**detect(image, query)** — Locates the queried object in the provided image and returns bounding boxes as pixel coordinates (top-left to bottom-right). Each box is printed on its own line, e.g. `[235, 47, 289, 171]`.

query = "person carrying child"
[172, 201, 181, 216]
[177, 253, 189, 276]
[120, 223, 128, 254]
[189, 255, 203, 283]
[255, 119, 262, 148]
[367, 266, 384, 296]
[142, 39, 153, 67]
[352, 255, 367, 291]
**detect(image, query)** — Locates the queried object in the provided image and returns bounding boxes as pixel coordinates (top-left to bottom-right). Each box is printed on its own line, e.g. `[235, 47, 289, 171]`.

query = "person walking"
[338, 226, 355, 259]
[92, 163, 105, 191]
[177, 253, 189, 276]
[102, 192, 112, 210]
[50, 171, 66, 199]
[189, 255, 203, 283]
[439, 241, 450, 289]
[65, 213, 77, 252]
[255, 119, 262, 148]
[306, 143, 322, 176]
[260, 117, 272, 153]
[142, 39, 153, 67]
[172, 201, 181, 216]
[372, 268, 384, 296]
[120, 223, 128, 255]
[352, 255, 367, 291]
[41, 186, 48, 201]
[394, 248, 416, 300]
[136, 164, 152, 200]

===

> Brief
Reproduce every entry above with "pixel coordinates" changed to "image coordinates" wherever it occurs, keeping all other text unchanged.

> Written answer
**detect(image, query)** — Locates the queried object in the provided image and returns bounding boxes as image coordinates (top-left to bottom-right). Each box is printed on its own line, e.g. `[235, 47, 289, 171]`.

query = "person carrying child"
[172, 201, 181, 216]
[177, 253, 189, 276]
[120, 223, 128, 254]
[189, 255, 203, 283]
[255, 119, 262, 148]
[367, 266, 384, 296]
[142, 39, 153, 67]
[352, 255, 367, 291]
**detect(image, query)** — Locates the queried object in the provided image and returns bounding boxes as image coordinates (top-left to bottom-right). Each box is printed on its own line, e.g. `[235, 47, 289, 171]`.

query = "person walking"
[338, 226, 355, 259]
[92, 163, 105, 191]
[177, 253, 189, 276]
[102, 192, 112, 210]
[50, 171, 66, 199]
[189, 255, 203, 283]
[439, 241, 450, 289]
[65, 213, 77, 252]
[255, 119, 262, 148]
[306, 143, 322, 176]
[260, 117, 272, 153]
[142, 39, 153, 67]
[172, 201, 181, 216]
[372, 268, 384, 296]
[120, 223, 128, 255]
[352, 255, 367, 291]
[41, 186, 48, 201]
[394, 248, 416, 300]
[136, 164, 152, 200]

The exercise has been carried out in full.